----- INPUT RECORDS

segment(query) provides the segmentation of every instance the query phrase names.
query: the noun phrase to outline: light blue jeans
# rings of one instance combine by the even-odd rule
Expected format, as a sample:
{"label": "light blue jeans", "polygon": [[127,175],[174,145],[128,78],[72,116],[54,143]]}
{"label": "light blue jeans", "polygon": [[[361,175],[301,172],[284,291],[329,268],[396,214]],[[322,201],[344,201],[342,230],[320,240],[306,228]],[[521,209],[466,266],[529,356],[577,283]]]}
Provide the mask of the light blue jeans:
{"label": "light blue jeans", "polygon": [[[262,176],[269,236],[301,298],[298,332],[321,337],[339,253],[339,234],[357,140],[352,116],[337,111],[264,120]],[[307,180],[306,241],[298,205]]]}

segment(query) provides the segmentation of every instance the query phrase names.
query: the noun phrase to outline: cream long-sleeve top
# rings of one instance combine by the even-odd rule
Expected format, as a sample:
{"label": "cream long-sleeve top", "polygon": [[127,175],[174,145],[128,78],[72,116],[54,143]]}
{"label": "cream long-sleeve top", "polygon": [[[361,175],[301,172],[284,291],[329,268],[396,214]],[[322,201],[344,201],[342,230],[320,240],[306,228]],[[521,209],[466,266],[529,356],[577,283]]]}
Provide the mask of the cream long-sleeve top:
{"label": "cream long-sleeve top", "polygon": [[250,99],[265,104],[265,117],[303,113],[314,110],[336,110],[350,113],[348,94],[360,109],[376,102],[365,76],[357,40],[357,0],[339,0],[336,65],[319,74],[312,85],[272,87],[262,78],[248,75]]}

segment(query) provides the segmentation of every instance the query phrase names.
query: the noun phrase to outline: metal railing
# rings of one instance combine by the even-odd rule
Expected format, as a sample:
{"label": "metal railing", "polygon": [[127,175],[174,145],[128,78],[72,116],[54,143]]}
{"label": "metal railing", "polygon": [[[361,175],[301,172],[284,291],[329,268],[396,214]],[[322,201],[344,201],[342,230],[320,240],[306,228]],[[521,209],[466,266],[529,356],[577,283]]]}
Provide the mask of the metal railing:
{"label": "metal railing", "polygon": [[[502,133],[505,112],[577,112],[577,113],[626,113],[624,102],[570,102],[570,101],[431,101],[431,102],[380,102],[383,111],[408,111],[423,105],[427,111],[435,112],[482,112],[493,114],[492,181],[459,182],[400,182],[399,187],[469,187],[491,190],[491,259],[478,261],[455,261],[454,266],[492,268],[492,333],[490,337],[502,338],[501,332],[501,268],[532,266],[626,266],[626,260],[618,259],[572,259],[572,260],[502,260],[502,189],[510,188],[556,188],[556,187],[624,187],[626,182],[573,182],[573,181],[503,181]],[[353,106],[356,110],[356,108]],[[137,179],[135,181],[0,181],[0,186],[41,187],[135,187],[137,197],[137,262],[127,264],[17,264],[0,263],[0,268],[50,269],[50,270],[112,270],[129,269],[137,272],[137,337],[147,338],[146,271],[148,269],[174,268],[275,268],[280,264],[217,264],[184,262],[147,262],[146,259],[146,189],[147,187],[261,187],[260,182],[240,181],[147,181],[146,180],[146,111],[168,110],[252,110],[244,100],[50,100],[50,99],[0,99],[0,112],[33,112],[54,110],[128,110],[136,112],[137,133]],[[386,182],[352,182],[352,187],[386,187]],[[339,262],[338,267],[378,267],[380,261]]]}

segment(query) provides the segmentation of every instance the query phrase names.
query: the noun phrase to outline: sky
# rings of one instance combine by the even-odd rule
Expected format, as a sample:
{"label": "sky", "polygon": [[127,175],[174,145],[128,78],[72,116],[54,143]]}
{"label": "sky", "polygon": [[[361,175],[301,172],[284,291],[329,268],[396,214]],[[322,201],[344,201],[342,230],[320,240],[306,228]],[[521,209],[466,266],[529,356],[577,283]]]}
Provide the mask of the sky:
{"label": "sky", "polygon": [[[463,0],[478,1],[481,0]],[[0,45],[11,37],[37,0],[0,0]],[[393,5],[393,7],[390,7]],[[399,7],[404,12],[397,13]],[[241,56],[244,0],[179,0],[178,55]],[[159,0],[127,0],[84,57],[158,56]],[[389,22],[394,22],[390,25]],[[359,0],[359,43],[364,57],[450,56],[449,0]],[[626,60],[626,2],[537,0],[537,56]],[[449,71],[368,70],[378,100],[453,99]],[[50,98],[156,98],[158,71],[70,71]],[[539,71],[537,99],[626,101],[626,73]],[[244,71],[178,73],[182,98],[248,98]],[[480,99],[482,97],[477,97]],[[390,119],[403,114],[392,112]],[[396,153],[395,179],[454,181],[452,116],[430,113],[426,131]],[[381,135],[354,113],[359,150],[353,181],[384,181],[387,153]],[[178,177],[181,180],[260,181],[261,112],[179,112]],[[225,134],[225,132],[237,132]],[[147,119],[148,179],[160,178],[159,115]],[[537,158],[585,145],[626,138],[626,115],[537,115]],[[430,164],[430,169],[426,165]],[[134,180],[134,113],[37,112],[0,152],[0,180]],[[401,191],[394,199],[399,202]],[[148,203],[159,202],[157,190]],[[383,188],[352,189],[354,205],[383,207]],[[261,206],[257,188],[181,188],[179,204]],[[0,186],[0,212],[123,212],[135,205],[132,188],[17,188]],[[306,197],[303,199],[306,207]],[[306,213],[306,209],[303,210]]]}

----------

**WHAT YOU NEED TO DO:**
Write out every line from the data above that includes "noun".

**TASK SOLUTION:**
query: the noun phrase to outline: light blue jeans
query: the noun phrase to outline: cream long-sleeve top
query: the noun phrase to outline: metal railing
query: the noun phrase to outline: sky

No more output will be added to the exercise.